= Exercise aim =
Copy the entries from the start through the line containing "(590, 1004)", swapping "person" for "individual" and leaving everything else unchanged. Omit the pictures.

Start Extracted information

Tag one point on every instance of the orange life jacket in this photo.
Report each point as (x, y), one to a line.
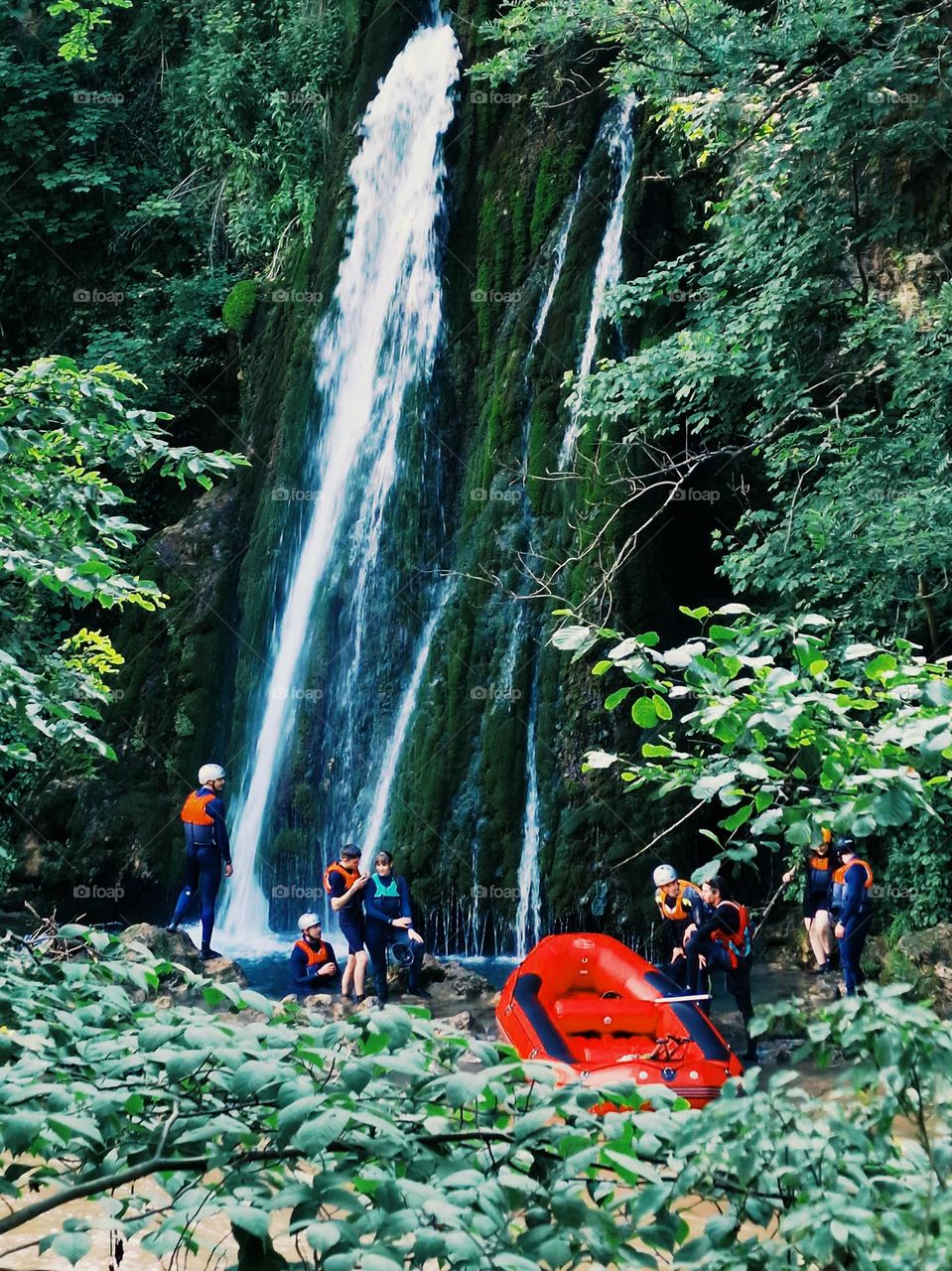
(194, 810)
(738, 943)
(316, 956)
(838, 893)
(679, 912)
(349, 876)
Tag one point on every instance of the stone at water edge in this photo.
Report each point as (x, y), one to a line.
(452, 1026)
(180, 947)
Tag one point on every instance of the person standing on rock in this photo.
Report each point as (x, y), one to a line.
(722, 942)
(206, 848)
(344, 884)
(313, 962)
(852, 908)
(816, 914)
(680, 907)
(390, 925)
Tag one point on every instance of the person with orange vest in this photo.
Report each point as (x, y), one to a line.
(313, 961)
(344, 884)
(816, 914)
(680, 907)
(852, 908)
(722, 942)
(206, 848)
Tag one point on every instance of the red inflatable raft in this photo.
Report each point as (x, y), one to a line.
(590, 1004)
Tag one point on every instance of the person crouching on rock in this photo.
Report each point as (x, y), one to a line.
(344, 884)
(722, 942)
(390, 924)
(313, 962)
(206, 848)
(680, 907)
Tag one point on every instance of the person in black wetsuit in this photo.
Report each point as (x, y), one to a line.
(722, 942)
(389, 922)
(852, 908)
(344, 885)
(206, 848)
(313, 962)
(680, 907)
(816, 908)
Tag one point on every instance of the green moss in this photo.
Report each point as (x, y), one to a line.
(239, 305)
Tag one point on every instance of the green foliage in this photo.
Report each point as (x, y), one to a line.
(368, 1133)
(239, 305)
(785, 735)
(64, 541)
(77, 42)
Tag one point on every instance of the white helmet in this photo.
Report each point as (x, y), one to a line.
(663, 875)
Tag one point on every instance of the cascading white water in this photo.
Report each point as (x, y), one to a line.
(388, 770)
(529, 908)
(376, 342)
(558, 259)
(608, 271)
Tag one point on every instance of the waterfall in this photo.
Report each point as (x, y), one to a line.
(616, 132)
(529, 908)
(388, 770)
(374, 349)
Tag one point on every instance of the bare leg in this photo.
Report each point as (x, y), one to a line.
(823, 928)
(348, 975)
(815, 931)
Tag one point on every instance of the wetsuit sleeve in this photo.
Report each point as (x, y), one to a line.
(216, 811)
(725, 918)
(856, 886)
(370, 907)
(299, 966)
(403, 890)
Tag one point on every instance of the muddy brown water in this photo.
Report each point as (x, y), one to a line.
(769, 983)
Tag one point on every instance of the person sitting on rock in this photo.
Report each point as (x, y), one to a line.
(680, 907)
(722, 942)
(313, 962)
(389, 924)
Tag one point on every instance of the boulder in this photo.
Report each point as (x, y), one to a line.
(452, 1026)
(178, 947)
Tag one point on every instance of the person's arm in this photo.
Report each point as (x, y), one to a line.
(299, 966)
(372, 911)
(331, 962)
(216, 811)
(722, 919)
(856, 886)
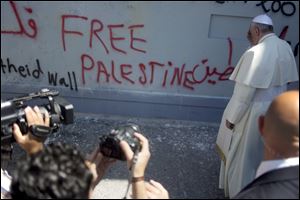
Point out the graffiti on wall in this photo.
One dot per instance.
(114, 71)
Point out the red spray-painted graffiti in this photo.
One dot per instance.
(22, 30)
(171, 74)
(95, 30)
(124, 40)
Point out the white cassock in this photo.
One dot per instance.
(261, 74)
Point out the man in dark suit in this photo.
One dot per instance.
(278, 174)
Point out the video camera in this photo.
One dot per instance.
(12, 111)
(110, 144)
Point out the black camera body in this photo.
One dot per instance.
(110, 144)
(12, 111)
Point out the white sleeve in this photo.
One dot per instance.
(5, 185)
(240, 101)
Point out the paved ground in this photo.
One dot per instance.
(183, 156)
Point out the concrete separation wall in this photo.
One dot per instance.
(148, 59)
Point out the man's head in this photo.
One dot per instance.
(280, 127)
(260, 26)
(58, 171)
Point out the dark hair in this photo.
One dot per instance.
(58, 171)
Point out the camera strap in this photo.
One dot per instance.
(40, 131)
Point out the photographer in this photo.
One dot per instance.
(28, 142)
(60, 171)
(138, 164)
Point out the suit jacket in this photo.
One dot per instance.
(276, 184)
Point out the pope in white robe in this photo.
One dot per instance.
(261, 74)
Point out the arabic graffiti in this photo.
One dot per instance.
(171, 74)
(286, 8)
(22, 30)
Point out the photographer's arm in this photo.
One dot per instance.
(138, 168)
(28, 142)
(98, 164)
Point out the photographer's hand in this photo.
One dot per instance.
(138, 168)
(156, 191)
(28, 142)
(98, 164)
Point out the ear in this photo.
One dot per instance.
(261, 124)
(257, 31)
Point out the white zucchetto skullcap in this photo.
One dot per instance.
(263, 19)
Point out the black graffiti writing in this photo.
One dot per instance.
(23, 71)
(35, 71)
(286, 8)
(54, 79)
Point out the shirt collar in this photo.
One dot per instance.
(266, 36)
(269, 165)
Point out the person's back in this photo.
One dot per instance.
(278, 174)
(261, 74)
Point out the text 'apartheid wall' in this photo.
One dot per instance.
(151, 59)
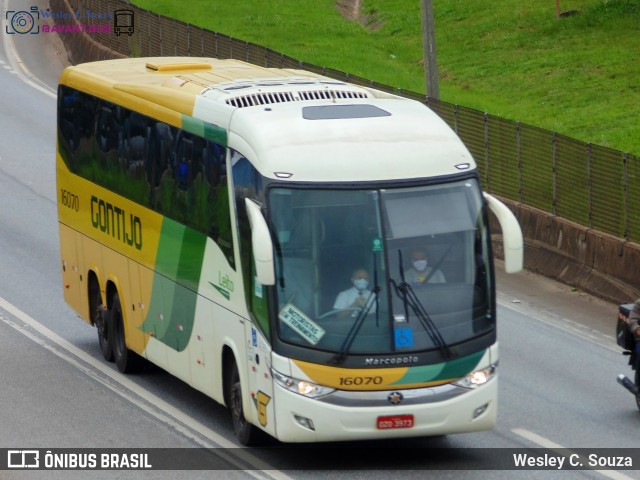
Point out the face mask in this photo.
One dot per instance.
(361, 283)
(420, 265)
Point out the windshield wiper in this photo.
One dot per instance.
(410, 299)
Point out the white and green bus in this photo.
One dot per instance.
(222, 220)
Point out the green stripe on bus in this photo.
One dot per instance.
(206, 130)
(175, 284)
(457, 368)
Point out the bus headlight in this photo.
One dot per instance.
(301, 387)
(477, 378)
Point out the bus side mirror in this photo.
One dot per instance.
(511, 234)
(261, 244)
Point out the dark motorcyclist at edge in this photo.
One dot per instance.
(628, 337)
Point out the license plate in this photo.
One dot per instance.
(395, 421)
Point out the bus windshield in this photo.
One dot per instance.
(382, 271)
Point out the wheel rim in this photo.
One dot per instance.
(236, 406)
(118, 336)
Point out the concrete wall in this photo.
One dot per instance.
(592, 261)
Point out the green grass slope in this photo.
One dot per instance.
(577, 75)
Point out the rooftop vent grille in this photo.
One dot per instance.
(267, 98)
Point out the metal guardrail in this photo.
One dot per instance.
(581, 182)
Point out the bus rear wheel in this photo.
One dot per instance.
(101, 320)
(126, 360)
(246, 433)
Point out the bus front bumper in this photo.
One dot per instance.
(343, 416)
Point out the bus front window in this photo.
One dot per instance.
(381, 271)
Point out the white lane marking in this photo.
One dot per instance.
(565, 324)
(125, 388)
(546, 443)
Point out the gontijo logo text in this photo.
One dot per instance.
(114, 221)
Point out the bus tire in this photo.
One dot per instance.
(126, 360)
(101, 320)
(246, 433)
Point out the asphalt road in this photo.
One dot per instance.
(558, 358)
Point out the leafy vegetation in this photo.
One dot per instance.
(577, 74)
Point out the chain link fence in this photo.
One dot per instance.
(588, 184)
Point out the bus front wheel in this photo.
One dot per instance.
(246, 433)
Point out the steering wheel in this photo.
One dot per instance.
(335, 311)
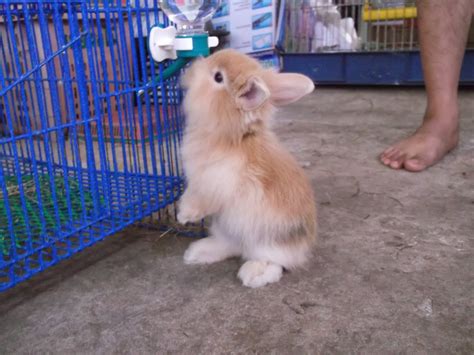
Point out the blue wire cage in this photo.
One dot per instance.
(82, 155)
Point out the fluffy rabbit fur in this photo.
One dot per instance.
(261, 203)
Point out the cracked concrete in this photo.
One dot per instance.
(393, 271)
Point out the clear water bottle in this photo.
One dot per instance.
(189, 15)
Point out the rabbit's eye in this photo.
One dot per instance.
(218, 77)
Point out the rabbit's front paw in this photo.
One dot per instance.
(256, 273)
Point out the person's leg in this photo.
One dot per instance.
(443, 29)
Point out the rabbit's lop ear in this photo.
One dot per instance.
(286, 88)
(253, 94)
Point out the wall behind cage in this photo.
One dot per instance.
(320, 26)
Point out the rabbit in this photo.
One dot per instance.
(260, 202)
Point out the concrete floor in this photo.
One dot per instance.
(394, 271)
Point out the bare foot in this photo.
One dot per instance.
(428, 145)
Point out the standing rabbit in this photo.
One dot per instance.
(260, 201)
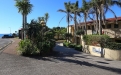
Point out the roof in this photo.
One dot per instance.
(108, 20)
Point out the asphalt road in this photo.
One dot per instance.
(4, 42)
(65, 62)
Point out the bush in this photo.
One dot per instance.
(78, 47)
(95, 39)
(113, 45)
(26, 48)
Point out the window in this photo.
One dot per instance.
(116, 26)
(109, 26)
(89, 27)
(103, 26)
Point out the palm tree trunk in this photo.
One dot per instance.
(97, 24)
(85, 24)
(23, 27)
(100, 24)
(68, 25)
(75, 28)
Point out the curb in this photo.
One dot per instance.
(5, 46)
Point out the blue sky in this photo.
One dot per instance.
(9, 16)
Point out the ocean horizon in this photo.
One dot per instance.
(1, 35)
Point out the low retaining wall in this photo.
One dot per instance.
(103, 52)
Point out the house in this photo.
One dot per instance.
(111, 28)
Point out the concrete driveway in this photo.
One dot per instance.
(65, 61)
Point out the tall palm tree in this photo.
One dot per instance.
(85, 10)
(75, 10)
(24, 7)
(46, 18)
(67, 11)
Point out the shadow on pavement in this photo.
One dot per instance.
(60, 53)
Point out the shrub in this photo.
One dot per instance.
(95, 39)
(113, 45)
(26, 48)
(78, 47)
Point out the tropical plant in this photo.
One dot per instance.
(46, 18)
(85, 10)
(75, 10)
(67, 11)
(24, 7)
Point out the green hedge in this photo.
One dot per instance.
(113, 45)
(95, 39)
(76, 47)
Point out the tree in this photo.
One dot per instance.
(75, 11)
(46, 18)
(101, 7)
(85, 10)
(67, 11)
(24, 7)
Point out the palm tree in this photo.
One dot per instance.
(46, 18)
(85, 10)
(75, 11)
(67, 11)
(24, 7)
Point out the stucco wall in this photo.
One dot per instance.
(112, 54)
(107, 53)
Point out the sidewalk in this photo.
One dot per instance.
(12, 48)
(87, 58)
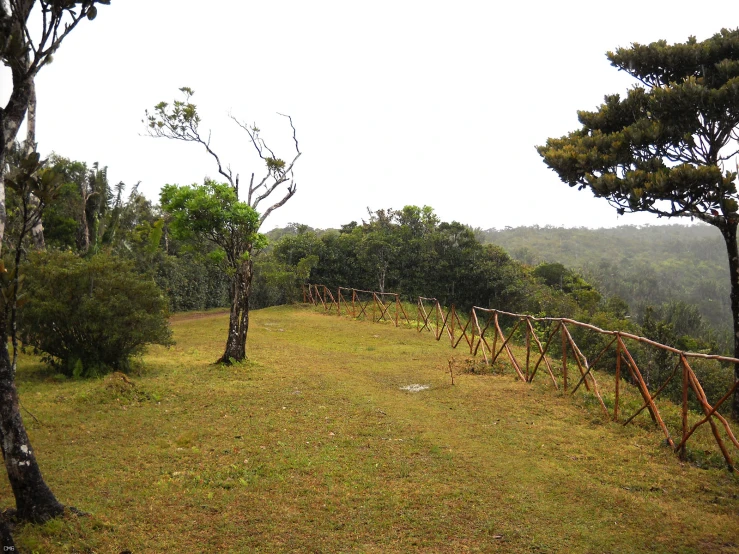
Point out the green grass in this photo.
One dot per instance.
(311, 446)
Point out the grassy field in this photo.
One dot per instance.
(312, 446)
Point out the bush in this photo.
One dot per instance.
(90, 316)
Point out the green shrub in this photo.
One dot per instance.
(89, 316)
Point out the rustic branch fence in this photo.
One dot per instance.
(476, 330)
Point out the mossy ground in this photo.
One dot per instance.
(311, 446)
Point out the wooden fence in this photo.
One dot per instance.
(482, 333)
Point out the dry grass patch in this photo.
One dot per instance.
(312, 446)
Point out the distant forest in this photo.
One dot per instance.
(645, 266)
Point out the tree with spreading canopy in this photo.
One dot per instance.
(27, 42)
(214, 213)
(668, 146)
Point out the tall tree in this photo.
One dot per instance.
(182, 122)
(666, 146)
(26, 45)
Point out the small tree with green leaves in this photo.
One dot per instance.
(213, 211)
(668, 146)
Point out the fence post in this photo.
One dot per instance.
(564, 356)
(452, 327)
(528, 347)
(686, 377)
(618, 380)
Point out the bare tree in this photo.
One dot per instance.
(182, 122)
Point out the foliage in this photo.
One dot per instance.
(90, 315)
(644, 266)
(664, 148)
(276, 283)
(212, 212)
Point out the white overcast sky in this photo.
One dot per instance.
(395, 102)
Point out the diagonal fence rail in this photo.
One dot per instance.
(551, 349)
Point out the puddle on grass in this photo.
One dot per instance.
(415, 387)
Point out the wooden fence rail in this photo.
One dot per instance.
(475, 329)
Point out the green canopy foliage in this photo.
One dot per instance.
(661, 148)
(212, 212)
(90, 315)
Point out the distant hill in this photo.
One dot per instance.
(643, 265)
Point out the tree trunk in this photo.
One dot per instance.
(33, 499)
(728, 231)
(6, 538)
(238, 325)
(37, 232)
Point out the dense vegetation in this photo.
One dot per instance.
(645, 266)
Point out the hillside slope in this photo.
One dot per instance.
(313, 446)
(643, 265)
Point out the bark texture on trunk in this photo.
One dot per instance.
(33, 499)
(37, 232)
(238, 325)
(6, 538)
(728, 231)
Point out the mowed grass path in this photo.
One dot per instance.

End Extracted information

= Exercise result =
Tag one point on every instance of the orange life jacket in this photo.
Report each point as (x, y), one to a line.
(194, 810)
(738, 943)
(316, 956)
(838, 893)
(679, 912)
(349, 876)
Tag one point on every instance of the stone at water edge in this photo.
Report each point as (x, y), one to a line.
(452, 1026)
(180, 947)
Tag one point on every instance of the individual standing on rock in this photo.
Report each point as (x, y), one to a line.
(722, 942)
(206, 848)
(344, 884)
(313, 962)
(852, 908)
(816, 914)
(680, 907)
(390, 925)
Tag one point on every instance of the individual with orange vest in this photo.
Report each point as (x, y), one to a line.
(313, 961)
(344, 884)
(816, 914)
(680, 907)
(852, 908)
(722, 942)
(206, 848)
Tag one point on every instance of the red inflatable raft in this photo.
Report each point as (x, y), one to a line.
(590, 1004)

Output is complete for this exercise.